TASK BRIEF:
Lay out every entry below as a two-column CSV with the headers entry_text and answer, one row per entry. Put each entry's text and its answer in a single quoted field each, with line breaks replaced by spaces.

THE DATA:
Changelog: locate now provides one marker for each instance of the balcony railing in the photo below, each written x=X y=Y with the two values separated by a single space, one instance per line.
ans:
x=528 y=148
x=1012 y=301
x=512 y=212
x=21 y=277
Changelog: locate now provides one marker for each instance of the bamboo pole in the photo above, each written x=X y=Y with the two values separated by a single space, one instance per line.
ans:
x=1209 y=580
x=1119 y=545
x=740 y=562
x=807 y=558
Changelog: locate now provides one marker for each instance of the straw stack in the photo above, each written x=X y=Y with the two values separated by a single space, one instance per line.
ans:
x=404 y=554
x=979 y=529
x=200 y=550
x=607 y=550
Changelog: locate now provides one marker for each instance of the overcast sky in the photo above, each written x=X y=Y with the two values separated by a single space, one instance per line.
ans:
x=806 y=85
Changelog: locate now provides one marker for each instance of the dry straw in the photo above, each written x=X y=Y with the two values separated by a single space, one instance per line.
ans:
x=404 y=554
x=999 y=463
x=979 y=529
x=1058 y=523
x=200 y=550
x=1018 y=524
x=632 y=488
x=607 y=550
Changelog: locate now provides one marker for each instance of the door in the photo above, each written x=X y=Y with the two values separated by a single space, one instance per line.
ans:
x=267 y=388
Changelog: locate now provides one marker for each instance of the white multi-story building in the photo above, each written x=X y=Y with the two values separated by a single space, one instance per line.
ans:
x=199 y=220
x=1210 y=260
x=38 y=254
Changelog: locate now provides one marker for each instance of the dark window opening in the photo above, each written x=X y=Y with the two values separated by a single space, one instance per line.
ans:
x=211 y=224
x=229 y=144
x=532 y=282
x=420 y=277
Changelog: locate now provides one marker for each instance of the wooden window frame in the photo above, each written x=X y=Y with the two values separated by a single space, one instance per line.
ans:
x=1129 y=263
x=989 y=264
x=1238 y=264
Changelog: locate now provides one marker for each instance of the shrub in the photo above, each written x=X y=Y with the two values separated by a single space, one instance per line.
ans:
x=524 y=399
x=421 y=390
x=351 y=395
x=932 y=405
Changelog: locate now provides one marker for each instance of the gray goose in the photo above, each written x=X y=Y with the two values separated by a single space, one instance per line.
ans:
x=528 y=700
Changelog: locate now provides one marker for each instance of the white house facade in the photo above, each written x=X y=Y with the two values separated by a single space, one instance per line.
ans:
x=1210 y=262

TASK OUTPUT:
entry_text,answer
"Changelog: locate now provides one marker for each instance of the balcony railing in the photo below, each written x=X y=Y with the two values separated by a single space, one instance per line. ans:","x=528 y=148 x=1012 y=301 x=512 y=212 x=21 y=277"
"Changelog: locate now provides one marker for each instance of the bamboo pole in the photo above, each written x=X y=Y with the two values separated by a single space, one instance per line. ans:","x=1209 y=580 x=1119 y=545 x=740 y=562 x=807 y=558"
"Changelog: locate now provides one marker for each instance of the straw stack in the photo above, each written x=X y=Y with the two values separated by a single space, one instance per line. ans:","x=404 y=554 x=979 y=529 x=200 y=550 x=607 y=550"
"Changelog: locate now provides one marker for each instance of the overcast sky in the photo above, each written x=X y=Y with the two values separated by a single space, one instance per line. ans:","x=806 y=85"
"Changelog: locate now provides one marker for each instance of the dry straw in the photo above, each written x=X y=Y with the two values separated by a single space, one instance per line. ans:","x=404 y=554 x=999 y=463 x=979 y=529 x=1058 y=523 x=200 y=550 x=1018 y=524 x=632 y=488 x=607 y=550"
"Changelog: locate now provides one marker for each instance of the door in the photo above, each written x=X y=Y with the two values separated by a single space, one instance per line. ans:","x=267 y=388"
"Changelog: locate now provides one marker for each instance of the white multi-story building in the photo above, each written x=X y=Y with the two values separated by a single space, one instance per line. ans:","x=199 y=220 x=1210 y=260 x=38 y=254"
"Changelog: locate now provides one marker for each instance of the dark window opening in the photo above, each written x=X y=Y with the two values separated by a single space, one instance per line. ans:","x=211 y=224 x=229 y=144 x=532 y=282 x=420 y=277"
"Changelog: locate now provides one marker for each instance of the wooden window frame in the photo above, each written x=X y=Y with the two values separated by a single space, one instance per line. ans:","x=1129 y=263 x=989 y=264 x=1238 y=264"
"Changelog: locate now provides one marker for each instance of the shrub in the photo above, each written x=X y=Y with the two values separated by a single space, one instance per line. ans:","x=524 y=399 x=421 y=390 x=351 y=395 x=932 y=405"
"Changelog: locate now provides one marker for each instance of the gray goose in the photo above, each written x=X y=Y with the two values separated by a single space, one instance per line. ans:","x=528 y=700"
"Changelog: locate now provides one marker for each instance of the white house facade in the photo above, each written x=X y=Y with the two values separated by a single space, one instance per line. ans:","x=1210 y=262"